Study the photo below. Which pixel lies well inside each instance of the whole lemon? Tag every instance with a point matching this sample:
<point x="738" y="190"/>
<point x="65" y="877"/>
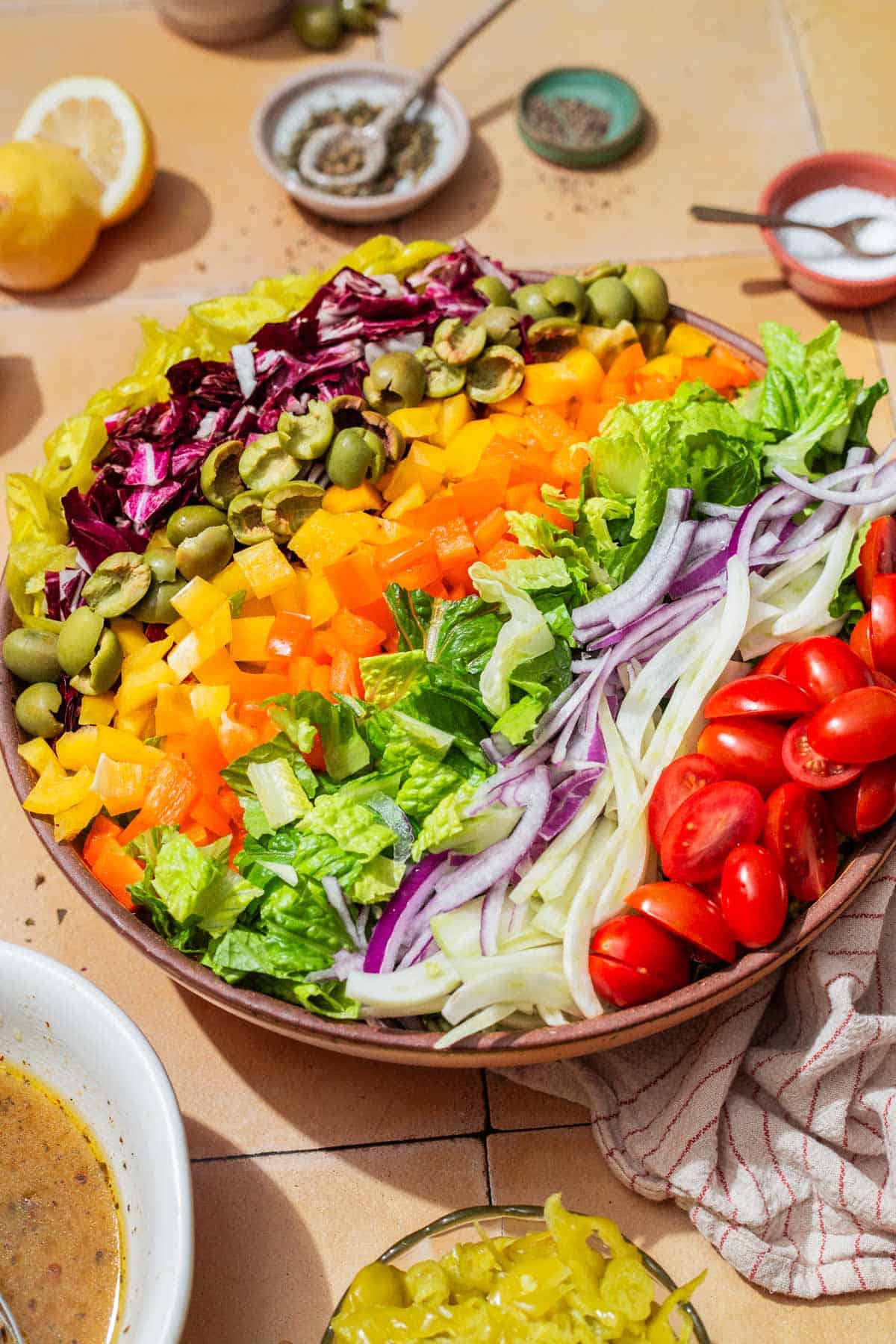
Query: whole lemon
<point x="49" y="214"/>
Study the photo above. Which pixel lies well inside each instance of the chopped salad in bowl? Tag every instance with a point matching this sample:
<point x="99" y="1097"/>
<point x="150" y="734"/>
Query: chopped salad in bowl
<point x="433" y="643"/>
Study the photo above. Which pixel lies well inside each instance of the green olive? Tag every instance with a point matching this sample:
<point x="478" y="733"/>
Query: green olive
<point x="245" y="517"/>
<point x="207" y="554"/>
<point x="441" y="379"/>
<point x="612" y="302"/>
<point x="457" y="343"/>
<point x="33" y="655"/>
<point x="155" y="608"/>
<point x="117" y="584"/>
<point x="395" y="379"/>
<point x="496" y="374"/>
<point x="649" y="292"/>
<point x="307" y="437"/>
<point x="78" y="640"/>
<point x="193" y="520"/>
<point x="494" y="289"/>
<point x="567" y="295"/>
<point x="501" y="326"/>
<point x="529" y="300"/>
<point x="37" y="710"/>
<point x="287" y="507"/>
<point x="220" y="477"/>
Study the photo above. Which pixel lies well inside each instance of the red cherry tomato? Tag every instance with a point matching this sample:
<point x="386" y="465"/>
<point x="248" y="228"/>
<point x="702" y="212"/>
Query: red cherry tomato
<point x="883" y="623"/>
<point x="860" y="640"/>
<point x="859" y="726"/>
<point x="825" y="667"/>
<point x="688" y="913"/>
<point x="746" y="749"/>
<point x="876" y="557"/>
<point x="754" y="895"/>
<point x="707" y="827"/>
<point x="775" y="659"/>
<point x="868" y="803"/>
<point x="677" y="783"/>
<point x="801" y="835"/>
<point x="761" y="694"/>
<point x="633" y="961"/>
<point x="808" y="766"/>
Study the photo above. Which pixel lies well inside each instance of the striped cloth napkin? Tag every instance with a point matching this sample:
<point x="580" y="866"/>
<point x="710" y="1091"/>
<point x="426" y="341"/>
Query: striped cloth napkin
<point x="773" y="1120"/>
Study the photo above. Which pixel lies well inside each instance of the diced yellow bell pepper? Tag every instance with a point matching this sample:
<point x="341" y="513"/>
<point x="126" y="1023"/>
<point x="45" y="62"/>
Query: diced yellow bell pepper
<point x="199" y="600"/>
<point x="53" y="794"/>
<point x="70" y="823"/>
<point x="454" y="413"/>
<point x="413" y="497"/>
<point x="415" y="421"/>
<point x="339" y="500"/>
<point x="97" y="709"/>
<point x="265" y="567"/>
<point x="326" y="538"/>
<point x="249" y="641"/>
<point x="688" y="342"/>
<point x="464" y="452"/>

◆ **Exercise requirements**
Starting at the line that contains "Query: red cherry tomato" and ending at the last line of the data, repeat each line exactly; include nothing else.

◆ **Exercise output**
Query: red cherry tomato
<point x="883" y="623"/>
<point x="860" y="640"/>
<point x="859" y="726"/>
<point x="825" y="667"/>
<point x="688" y="913"/>
<point x="746" y="749"/>
<point x="876" y="557"/>
<point x="754" y="895"/>
<point x="707" y="827"/>
<point x="775" y="659"/>
<point x="868" y="803"/>
<point x="677" y="783"/>
<point x="801" y="835"/>
<point x="761" y="694"/>
<point x="633" y="961"/>
<point x="808" y="766"/>
Study the photo above. Which pixel lies well inside each instance of the striped cloth napkin? Tag every instance with a point matching this sample:
<point x="580" y="866"/>
<point x="710" y="1091"/>
<point x="426" y="341"/>
Query: striped cloth napkin
<point x="773" y="1120"/>
Study the photo above. Which pixel lies well inside each instance of the diced yellow bell pepper? Tag every instance with a point matching this sample:
<point x="341" y="513"/>
<point x="126" y="1023"/>
<point x="45" y="62"/>
Query: diced yellow bell pepper
<point x="199" y="600"/>
<point x="53" y="794"/>
<point x="70" y="823"/>
<point x="454" y="413"/>
<point x="413" y="497"/>
<point x="415" y="421"/>
<point x="339" y="500"/>
<point x="97" y="709"/>
<point x="265" y="567"/>
<point x="326" y="538"/>
<point x="249" y="641"/>
<point x="688" y="342"/>
<point x="464" y="452"/>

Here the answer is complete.